**ASSIGNED TASK**
Every entry in the following data should be output exactly.

___ SOURCE INFORMATION

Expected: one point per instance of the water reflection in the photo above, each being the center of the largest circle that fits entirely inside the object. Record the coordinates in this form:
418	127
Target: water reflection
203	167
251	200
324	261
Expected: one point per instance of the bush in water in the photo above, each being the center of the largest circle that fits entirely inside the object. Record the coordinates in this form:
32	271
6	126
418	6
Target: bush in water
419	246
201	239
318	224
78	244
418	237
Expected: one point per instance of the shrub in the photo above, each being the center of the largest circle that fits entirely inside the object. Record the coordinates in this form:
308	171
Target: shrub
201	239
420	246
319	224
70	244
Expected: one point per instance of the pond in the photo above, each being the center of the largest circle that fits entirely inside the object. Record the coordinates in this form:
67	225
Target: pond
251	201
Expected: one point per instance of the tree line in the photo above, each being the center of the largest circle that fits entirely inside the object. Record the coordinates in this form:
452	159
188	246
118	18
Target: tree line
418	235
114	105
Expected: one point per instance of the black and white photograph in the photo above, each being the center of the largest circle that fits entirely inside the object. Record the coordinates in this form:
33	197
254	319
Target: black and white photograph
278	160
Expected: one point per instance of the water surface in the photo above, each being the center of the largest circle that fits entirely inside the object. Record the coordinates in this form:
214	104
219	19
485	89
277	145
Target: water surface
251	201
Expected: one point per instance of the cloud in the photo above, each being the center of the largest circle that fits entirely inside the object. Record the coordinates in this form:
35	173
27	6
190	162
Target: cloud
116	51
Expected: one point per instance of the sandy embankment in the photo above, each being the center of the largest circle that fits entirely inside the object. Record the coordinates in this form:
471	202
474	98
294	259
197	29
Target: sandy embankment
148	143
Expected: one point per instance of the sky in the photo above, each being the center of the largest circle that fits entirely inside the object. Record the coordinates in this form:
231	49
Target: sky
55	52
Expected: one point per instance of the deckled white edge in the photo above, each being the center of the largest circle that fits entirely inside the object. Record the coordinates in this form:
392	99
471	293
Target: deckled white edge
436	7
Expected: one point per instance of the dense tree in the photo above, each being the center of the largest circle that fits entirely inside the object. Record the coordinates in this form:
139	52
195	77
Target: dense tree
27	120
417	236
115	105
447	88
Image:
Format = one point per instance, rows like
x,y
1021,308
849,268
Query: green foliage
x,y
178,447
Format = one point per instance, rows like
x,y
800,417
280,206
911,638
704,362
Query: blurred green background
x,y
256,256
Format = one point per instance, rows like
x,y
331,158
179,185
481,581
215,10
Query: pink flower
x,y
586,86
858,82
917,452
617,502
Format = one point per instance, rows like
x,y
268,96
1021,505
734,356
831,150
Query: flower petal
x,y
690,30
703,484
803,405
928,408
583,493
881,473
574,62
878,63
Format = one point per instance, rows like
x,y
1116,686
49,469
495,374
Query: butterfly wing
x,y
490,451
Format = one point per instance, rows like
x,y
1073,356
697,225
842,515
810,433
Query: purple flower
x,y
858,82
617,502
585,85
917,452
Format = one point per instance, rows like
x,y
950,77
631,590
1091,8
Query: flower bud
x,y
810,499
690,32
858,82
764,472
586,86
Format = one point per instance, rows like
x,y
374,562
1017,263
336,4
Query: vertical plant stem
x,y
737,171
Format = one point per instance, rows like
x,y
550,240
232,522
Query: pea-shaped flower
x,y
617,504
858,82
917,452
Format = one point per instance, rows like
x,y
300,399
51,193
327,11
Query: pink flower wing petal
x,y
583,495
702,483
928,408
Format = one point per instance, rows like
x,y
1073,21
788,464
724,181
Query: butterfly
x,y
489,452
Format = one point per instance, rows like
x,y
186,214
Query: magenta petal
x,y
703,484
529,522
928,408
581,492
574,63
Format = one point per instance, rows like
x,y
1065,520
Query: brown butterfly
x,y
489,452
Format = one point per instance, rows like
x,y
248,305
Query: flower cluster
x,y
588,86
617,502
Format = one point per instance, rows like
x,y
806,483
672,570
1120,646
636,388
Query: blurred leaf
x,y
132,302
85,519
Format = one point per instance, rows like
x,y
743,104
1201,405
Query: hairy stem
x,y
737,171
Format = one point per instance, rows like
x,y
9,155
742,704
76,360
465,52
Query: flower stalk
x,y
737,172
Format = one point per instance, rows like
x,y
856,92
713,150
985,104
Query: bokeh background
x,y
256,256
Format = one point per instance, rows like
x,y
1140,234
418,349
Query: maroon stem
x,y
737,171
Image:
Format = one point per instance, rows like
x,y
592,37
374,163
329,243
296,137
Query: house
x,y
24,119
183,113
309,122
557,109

______

**TASK RESPONSE**
Expected: one point per instance of the water reflection in the photo above, each being the center of the largest circle that fits entirely inside the object. Record the coordinates in this form:
418	127
Target: water reflection
203	167
251	200
324	261
Expected: one point per instance of the bush in water in the photo above, each being the center of the largest circle that fits entirely inside the object. Record the coordinates in this form:
32	271
6	126
418	6
Target: bush in water
419	246
201	239
318	224
78	244
418	237
Expected: one point per instance of the shrub in the photo above, each being the center of the largest circle that fits entirely inside the object. Record the coordinates in this form:
308	171
Target: shrub
201	239
420	246
319	224
70	244
Expected: one point per instance of the pond in the photo above, each being the center of the largest circle that fits entirely inside the object. Record the coordinates in this form:
67	225
Target: pond
251	201
Expected: one point per instance of the tree line in the photo above, each being the center of the largest circle that fits entirely inside the object. Record the coordinates in this form:
452	159
188	246
118	18
Target: tree line
418	235
114	105
Expected: one point per instance of the black and white photograph in the photo above, each being the center of the largest circle that fits entirely inside the object. Record the coordinates in this form:
33	197
254	319
Target: black and white photograph
278	160
Expected: one point per instance of the water surface in the photo above, each being the center of the largest circle that fits entirely inside the object. Record the coordinates in this form:
214	104
219	19
485	89
277	145
Target: water surface
251	201
Expected: one point per instance of the cloud in the photo above, each being the center of the largest circle that fits entirely inside the object. Record the coordinates in this form:
35	173
27	6
190	162
Target: cloud
116	51
Expected: one point per instance of the sandy embankment in the photo above, each being the center of the largest circle that fits entirely inside the object. Record the coordinates in this form:
471	202
474	98
294	259
197	29
Target: sandy embankment
148	143
Expected: one point per instance of the sky in the photo above, each being the center of the largest circle that fits entirely inside the object. Record the coordinates in this form:
231	49
Target: sky
55	52
Expected: one point per instance of the deckled white edge in the photo above, each being the center of the largest circle that fits entirely inside the object. Record the coordinates in this form:
392	99
471	293
Target: deckled white edge
436	7
Expected: one point per instance of the dense tree in the photo above, each being the center of the largest circle that fits entirely inside the object. Record the coordinates in this form:
139	52
195	77
Target: dense tree
27	120
417	236
115	105
447	88
Image:
Format = one point per instance, rows like
x,y
1021,308
849,268
Query: green foliage
x,y
178,447
Format = one point per instance, rows like
x,y
800,417
280,206
911,638
704,362
Query: blurred green background
x,y
256,256
Format = one point per instance, rows like
x,y
331,158
179,185
481,581
215,10
Query: pink flower
x,y
586,86
858,82
917,452
617,502
Format = one point per instance, rows like
x,y
268,96
1021,505
734,356
831,150
Query: flower petal
x,y
690,30
703,484
803,405
928,408
583,493
881,473
574,62
878,63
Format = one point per instance, rows like
x,y
1116,686
49,469
495,374
Query: butterfly wing
x,y
490,451
Format = one point per instance, rows like
x,y
1073,356
697,225
842,515
810,433
Query: purple flower
x,y
858,82
617,502
585,85
917,452
Format = one point per instance, rows like
x,y
950,77
631,590
1091,8
Query: flower bud
x,y
810,499
690,32
858,82
764,472
586,86
Format = one point per instance, rows like
x,y
374,562
1017,263
336,4
Query: vertical plant stem
x,y
737,171
Format = one point per instance, rows like
x,y
550,240
232,522
Query: pea-shaped flower
x,y
617,504
858,82
917,452
Format = one point per instance, rows like
x,y
300,399
51,193
327,11
Query: pink flower wing petal
x,y
583,495
702,483
928,408
Format = one point per instance, rows like
x,y
1073,21
788,464
724,181
Query: butterfly
x,y
489,452
Format = one point per instance, rows like
x,y
186,214
Query: magenta petal
x,y
703,484
529,522
928,408
581,492
574,63
Format = one point per instance, rows like
x,y
1065,520
Query: brown butterfly
x,y
489,452
Format = one point per instance, rows like
x,y
248,305
Query: flower cluster
x,y
588,86
617,502
Format = one point per instance, rows like
x,y
806,483
672,570
1120,646
636,388
Query: blurred leaf
x,y
132,302
85,519
Format = one point per instance, rows like
x,y
743,104
1201,405
Query: hairy stem
x,y
737,171
Format = one point per instance, rows like
x,y
9,155
742,704
76,360
465,52
Query: flower stalk
x,y
737,172
Format = one point per instance, rows like
x,y
856,92
713,150
985,104
Query: bokeh background
x,y
256,256
Format = one point per instance, rows like
x,y
1140,234
418,349
Query: maroon stem
x,y
737,171
Image:
Format = one point per instance, rows like
x,y
592,37
374,163
329,243
296,137
Query: house
x,y
24,119
183,113
309,122
557,109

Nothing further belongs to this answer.